● **Provided passage**:
_ _ _ _

Gone troppo

Location: Barraba, NSW

Enterprise: Beef cattle, spring calving enterprise and opportunistic trade cattle

Producer: Tom and Emily Bowman

Soil type: Basalt clay

Pasture type: Tropical grasses, oats, native grasses

Tropical perennial grasses have allowed the Bowman family to boost cattle numbers and improve soil condition on their northern New South Wales property. 

Tom and Emily Bowman started investing in tropical perennial grasses four years ago after seeing the positive impacts of the pastures on other local properties. 

“After conventional cropping during the 1980s, our production system is now focused on cattle production. Before the tropical perennial grasses, we relied on a combination of lucerne, native pastures and winter grazing oats,” Tom said. 

While lucerne provides some green feed during summer, groundcover is an issue, with patches of bare soil leading to significant compaction between plants and resulting in soil erosion from summer storms. Tom said they introduced the tropical grasses with the main aim of improving groundcover and reducing this erosion. 

“We direct drilled 40ha of undulating hill country down to a locally-recommended mix of premier digit grass, Katambora Rhodes grass, Bambatsi panic and Gatton panic during early November 2007,” he said. 

“Following this, we had a couple of heavy summer storms providing about 50–75mm of rainfall each. I thought the seed would be washed away, but two months later it was all up and we had weaners grazing the new pasture by the second week of February. 

“Our 600 weaners continued to graze the paddock from March through to April, which was a real bonus for us as autumn is a feed gap.” 

Getting established 

Since that first paddock, the Bowmans have continued to establish more country to tropical perennial grasses each year. Tom said the key to success was to make sure paddocks are weed-free before starting. 

“We establish our tropical perennials onto paddocks that have had at least two years of grazing oats and we control weeds throughout the crop and fallow periods,” he said. 

“We aim for a plant density of about 10 plants per square metre. Post establishment, we continue to invest in the pasture base through soil fertility to support maximum growth.”

_ _ _ _

● **Dataset rows**:
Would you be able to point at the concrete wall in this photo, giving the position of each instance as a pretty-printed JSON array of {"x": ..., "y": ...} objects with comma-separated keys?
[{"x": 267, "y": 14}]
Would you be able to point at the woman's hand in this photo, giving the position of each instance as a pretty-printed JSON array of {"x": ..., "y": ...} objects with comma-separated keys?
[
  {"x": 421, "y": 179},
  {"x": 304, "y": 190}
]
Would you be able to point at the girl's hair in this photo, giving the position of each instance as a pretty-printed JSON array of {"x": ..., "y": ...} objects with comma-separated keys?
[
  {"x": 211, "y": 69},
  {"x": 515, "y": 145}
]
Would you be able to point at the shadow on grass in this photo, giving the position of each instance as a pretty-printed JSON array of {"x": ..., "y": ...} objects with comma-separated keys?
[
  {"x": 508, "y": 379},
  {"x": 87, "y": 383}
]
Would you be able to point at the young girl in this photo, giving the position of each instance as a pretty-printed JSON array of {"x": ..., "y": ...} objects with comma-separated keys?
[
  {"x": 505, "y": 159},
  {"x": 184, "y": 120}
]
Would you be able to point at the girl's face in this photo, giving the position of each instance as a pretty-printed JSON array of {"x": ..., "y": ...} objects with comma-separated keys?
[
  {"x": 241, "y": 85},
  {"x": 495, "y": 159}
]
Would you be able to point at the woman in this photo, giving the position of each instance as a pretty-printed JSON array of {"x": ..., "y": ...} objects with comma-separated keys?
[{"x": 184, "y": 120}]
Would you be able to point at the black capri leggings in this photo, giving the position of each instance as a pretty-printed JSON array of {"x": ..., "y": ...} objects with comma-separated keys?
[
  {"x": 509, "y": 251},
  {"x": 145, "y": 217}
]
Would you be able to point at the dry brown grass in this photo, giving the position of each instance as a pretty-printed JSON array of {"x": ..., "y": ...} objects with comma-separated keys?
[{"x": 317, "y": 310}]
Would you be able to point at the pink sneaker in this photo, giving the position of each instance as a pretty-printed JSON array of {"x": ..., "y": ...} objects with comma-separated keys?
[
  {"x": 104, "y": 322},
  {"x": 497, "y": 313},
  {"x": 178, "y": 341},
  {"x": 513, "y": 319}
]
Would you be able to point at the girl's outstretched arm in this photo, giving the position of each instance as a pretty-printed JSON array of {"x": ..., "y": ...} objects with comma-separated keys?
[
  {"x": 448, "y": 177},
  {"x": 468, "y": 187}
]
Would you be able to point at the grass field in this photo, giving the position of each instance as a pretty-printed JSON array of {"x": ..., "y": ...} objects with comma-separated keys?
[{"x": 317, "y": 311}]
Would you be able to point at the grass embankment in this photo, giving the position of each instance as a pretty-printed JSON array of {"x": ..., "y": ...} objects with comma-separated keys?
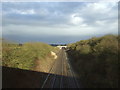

_ _ _ _

● **Job 1**: List every grass in the pasture mix that the Bowmans direct drilled in November 2007, according to the Barraba beef article.
● **Job 2**: Extend the Barraba beef article about the Bowmans' tropical grasses with a few more paragraphs that pick up after its last sentence.

● **Written answer 1**:
- Premier digit grass
- Katambora Rhodes grass
- Bambatsi panic
- Gatton panic

● **Written answer 2**:
Tom soil tests each paddock and applies nitrogen and trace elements as needed. He said the cost of soil testing to determine appropriate fertiliser rates is nothing compared with the cost of fertiliser—testing allows him to supply only what is needed. 

The growth potential is spectacular, both with and without the summer rainfall, and the challenge is to ensure there are enough mouths to keep the pasture under control. 

Grazing management 

To this end, effective grazing management requires small paddocks and high stocking rates to maintain the tropical grasses at the leafy growth stage during periods of peak growth. 

“We have divided paddocks into blocks of 10–15ha using single wire electric fencing, with watering points supplied to each paddock,” Tom said. 

“It’s a significant investment in water and wire, but we achieve longer and better grazing than we did under lucerne and the results are worth the investment.” 

During the warmer months (November–February), when the tropical perennial grasses are actively growing, the Bowmans stock at a density of about 250 steers to 10ha, moving stock every three to five days. To achieve sufficient stocking densities during this period of rapid pasture growth, they bought in trade steers during spring and fattened them over summer.

“The key is to know the appropriate length of time the pasture will need to recover before the next grazing—this varies according to temperature and soil moisture,” Tom said. 

“We generally move stock when there is 1200–1500kg DM/ha left in the paddock and ideally place them into each new paddock before stem elongation commences.” 

He said it could be difficult to keep the grasses at the leafy growth stage as large stock numbers and strict rotational grazing were required.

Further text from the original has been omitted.